**What you will do:**
Copy out each line of the data that holds the word "vegetation".

**Information:**
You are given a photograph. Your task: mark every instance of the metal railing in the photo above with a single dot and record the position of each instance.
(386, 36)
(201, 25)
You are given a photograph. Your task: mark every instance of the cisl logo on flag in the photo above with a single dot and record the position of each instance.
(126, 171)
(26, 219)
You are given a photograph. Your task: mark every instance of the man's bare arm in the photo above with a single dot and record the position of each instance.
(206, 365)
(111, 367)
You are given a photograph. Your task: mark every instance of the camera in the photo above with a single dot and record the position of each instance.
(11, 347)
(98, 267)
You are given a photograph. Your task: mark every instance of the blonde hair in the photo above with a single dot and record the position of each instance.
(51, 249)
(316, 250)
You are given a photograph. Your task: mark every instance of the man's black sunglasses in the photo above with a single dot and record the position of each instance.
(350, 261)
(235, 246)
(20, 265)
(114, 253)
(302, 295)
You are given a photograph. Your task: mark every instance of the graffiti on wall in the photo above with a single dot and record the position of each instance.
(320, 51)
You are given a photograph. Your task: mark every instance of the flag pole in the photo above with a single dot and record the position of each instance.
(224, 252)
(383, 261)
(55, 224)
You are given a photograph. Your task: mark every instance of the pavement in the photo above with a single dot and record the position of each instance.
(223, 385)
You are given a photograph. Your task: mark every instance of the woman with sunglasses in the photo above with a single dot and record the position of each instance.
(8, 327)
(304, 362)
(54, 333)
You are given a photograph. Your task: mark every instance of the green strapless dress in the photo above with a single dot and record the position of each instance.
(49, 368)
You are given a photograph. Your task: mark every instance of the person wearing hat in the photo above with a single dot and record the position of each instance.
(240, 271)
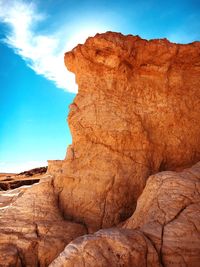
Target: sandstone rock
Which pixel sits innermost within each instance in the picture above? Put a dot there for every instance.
(137, 112)
(111, 247)
(32, 229)
(163, 231)
(168, 212)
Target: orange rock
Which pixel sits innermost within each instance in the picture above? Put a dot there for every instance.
(137, 112)
(32, 229)
(163, 231)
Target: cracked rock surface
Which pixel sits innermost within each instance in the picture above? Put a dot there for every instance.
(32, 229)
(137, 112)
(163, 231)
(128, 192)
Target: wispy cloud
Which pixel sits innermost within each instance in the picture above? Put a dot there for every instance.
(42, 52)
(16, 167)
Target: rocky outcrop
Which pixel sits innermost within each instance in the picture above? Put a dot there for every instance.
(135, 127)
(137, 113)
(163, 231)
(32, 229)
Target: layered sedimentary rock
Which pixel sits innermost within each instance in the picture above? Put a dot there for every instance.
(163, 231)
(137, 113)
(32, 229)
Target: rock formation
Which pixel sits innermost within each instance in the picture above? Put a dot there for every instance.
(163, 231)
(132, 167)
(32, 229)
(137, 113)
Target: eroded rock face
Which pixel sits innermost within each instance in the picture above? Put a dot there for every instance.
(32, 229)
(137, 113)
(163, 231)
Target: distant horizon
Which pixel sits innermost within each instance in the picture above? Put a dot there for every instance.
(36, 88)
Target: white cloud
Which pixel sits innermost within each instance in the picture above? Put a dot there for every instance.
(16, 167)
(43, 53)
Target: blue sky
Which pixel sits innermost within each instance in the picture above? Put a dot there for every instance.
(35, 87)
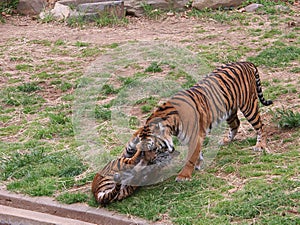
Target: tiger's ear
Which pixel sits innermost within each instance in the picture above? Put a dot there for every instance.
(170, 145)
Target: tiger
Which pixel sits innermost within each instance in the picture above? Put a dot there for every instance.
(108, 184)
(190, 115)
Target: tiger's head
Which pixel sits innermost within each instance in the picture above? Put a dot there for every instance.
(151, 139)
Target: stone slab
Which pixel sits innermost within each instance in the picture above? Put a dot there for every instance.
(79, 212)
(10, 215)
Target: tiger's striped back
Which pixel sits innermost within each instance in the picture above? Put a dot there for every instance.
(191, 113)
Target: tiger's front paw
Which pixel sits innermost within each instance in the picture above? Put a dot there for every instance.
(261, 147)
(225, 141)
(182, 178)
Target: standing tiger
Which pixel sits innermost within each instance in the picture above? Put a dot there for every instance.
(191, 113)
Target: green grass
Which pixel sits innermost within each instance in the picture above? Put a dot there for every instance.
(207, 196)
(109, 20)
(43, 154)
(287, 118)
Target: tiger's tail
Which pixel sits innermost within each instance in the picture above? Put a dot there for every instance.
(259, 91)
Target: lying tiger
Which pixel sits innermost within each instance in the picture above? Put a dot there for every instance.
(190, 114)
(110, 184)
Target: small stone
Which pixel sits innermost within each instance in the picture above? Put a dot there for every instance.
(282, 8)
(31, 7)
(252, 7)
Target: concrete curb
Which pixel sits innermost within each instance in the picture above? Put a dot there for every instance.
(44, 210)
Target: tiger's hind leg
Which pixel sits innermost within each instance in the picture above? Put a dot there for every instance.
(234, 124)
(253, 116)
(200, 162)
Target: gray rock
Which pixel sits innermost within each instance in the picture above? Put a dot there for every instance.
(31, 7)
(134, 7)
(214, 4)
(253, 7)
(88, 9)
(61, 11)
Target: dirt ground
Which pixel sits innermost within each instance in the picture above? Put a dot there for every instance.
(180, 30)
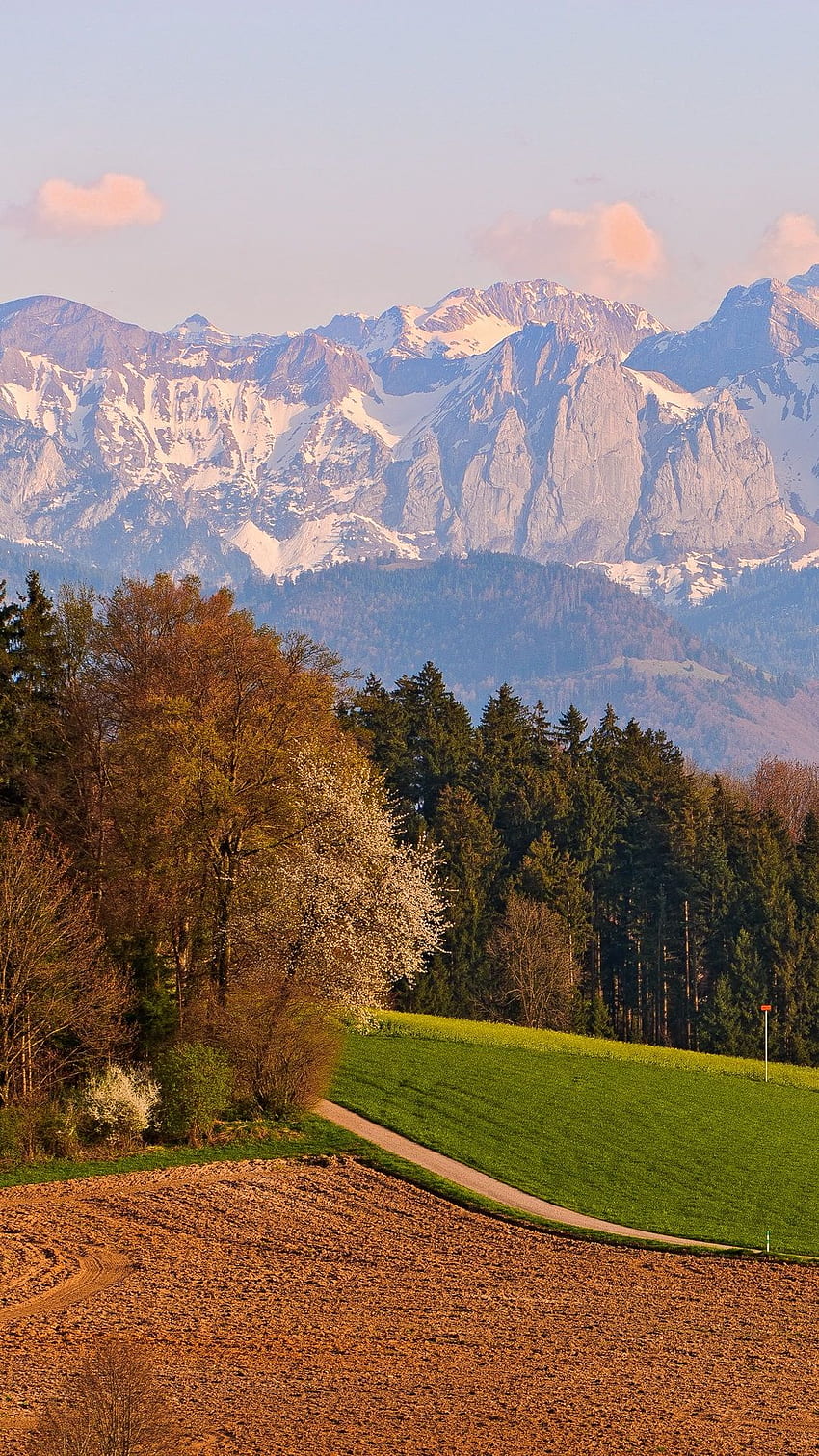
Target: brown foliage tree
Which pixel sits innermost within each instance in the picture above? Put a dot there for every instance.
(183, 726)
(531, 945)
(787, 788)
(60, 997)
(113, 1407)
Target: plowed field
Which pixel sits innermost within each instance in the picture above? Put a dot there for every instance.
(333, 1310)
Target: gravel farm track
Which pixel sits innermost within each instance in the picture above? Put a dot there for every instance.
(330, 1310)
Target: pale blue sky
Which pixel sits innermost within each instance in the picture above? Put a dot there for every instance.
(330, 156)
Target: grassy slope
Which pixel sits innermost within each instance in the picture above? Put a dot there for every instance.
(673, 1142)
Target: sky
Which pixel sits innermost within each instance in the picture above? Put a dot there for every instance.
(271, 165)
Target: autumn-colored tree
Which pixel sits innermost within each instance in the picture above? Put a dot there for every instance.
(787, 788)
(183, 729)
(60, 999)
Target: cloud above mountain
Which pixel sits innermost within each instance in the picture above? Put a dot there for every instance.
(62, 208)
(789, 247)
(598, 250)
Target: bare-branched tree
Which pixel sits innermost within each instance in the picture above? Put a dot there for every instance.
(531, 945)
(111, 1407)
(59, 994)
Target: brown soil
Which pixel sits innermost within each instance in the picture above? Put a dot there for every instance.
(333, 1310)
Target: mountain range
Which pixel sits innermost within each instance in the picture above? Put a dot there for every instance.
(522, 418)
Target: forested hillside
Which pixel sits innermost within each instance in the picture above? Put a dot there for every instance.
(768, 618)
(559, 634)
(595, 881)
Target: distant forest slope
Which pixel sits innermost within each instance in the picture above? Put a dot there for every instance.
(557, 634)
(768, 616)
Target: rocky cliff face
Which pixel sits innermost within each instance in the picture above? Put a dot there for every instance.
(502, 419)
(762, 345)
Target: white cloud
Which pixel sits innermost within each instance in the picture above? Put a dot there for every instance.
(789, 247)
(63, 208)
(599, 250)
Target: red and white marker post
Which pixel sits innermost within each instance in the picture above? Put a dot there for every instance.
(765, 1008)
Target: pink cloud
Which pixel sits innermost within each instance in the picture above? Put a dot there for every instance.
(598, 250)
(62, 208)
(790, 245)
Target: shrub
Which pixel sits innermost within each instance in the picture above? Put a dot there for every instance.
(282, 1045)
(119, 1104)
(12, 1136)
(196, 1086)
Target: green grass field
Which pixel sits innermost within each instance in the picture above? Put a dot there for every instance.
(667, 1140)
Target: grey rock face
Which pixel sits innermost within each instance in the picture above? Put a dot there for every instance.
(501, 419)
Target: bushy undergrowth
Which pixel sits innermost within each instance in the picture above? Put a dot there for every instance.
(196, 1088)
(119, 1104)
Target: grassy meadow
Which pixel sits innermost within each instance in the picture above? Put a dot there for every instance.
(668, 1140)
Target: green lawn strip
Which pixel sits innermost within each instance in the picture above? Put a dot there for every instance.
(501, 1034)
(639, 1143)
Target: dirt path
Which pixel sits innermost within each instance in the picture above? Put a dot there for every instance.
(465, 1177)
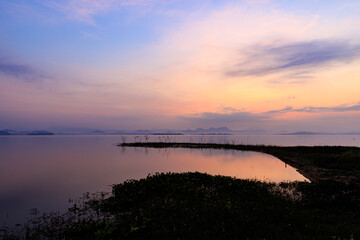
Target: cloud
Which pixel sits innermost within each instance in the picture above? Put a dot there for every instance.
(19, 71)
(232, 117)
(86, 10)
(310, 109)
(299, 57)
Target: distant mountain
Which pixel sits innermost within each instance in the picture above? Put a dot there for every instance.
(209, 130)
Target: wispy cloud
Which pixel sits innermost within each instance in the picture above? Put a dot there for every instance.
(233, 115)
(85, 10)
(19, 71)
(311, 109)
(298, 57)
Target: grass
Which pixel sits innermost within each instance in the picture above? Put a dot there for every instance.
(318, 163)
(201, 206)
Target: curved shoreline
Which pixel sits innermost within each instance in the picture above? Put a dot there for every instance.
(304, 158)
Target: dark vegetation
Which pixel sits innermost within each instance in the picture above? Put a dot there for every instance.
(317, 163)
(200, 206)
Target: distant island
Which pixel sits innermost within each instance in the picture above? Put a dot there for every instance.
(198, 131)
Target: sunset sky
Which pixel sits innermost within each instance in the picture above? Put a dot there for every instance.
(272, 65)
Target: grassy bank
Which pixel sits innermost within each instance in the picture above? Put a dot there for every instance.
(318, 163)
(201, 206)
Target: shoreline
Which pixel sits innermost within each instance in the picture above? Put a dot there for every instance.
(303, 158)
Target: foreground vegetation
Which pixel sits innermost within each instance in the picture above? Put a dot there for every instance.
(317, 163)
(200, 206)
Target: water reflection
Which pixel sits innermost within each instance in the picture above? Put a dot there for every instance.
(46, 171)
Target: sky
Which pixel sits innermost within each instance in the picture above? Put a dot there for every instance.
(271, 65)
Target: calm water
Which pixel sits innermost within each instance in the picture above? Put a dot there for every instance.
(46, 171)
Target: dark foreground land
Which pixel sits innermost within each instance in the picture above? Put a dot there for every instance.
(200, 206)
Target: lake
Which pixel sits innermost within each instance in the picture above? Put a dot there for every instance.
(44, 172)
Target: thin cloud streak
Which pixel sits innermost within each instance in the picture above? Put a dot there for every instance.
(298, 57)
(310, 109)
(85, 10)
(19, 71)
(243, 116)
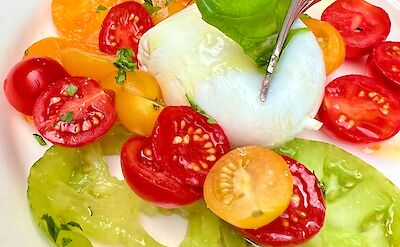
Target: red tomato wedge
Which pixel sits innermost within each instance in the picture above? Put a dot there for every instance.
(185, 145)
(149, 181)
(360, 110)
(73, 111)
(384, 63)
(304, 217)
(123, 27)
(28, 78)
(362, 25)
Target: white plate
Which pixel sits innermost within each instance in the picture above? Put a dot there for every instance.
(25, 21)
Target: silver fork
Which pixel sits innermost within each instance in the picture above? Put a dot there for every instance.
(295, 9)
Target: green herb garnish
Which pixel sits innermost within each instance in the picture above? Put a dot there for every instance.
(100, 8)
(123, 62)
(40, 140)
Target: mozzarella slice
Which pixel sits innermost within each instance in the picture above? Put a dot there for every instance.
(190, 57)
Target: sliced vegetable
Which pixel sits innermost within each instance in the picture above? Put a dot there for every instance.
(384, 63)
(249, 187)
(149, 180)
(74, 120)
(185, 145)
(376, 117)
(123, 27)
(362, 25)
(330, 41)
(304, 217)
(28, 78)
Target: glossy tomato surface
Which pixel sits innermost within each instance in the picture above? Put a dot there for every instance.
(360, 110)
(186, 145)
(123, 27)
(74, 111)
(28, 78)
(362, 25)
(149, 180)
(304, 217)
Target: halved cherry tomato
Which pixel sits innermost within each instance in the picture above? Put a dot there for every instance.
(249, 187)
(360, 110)
(186, 145)
(384, 63)
(362, 25)
(123, 27)
(73, 111)
(302, 219)
(149, 180)
(28, 78)
(330, 41)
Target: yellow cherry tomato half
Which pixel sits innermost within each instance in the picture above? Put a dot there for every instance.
(87, 64)
(330, 41)
(249, 187)
(138, 102)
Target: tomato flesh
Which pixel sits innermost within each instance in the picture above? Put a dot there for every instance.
(123, 27)
(74, 120)
(358, 109)
(361, 24)
(28, 78)
(186, 145)
(149, 180)
(304, 217)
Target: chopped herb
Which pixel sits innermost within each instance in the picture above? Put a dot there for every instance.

**Response area:**
Target: dark vegetation
Target: foreground vegetation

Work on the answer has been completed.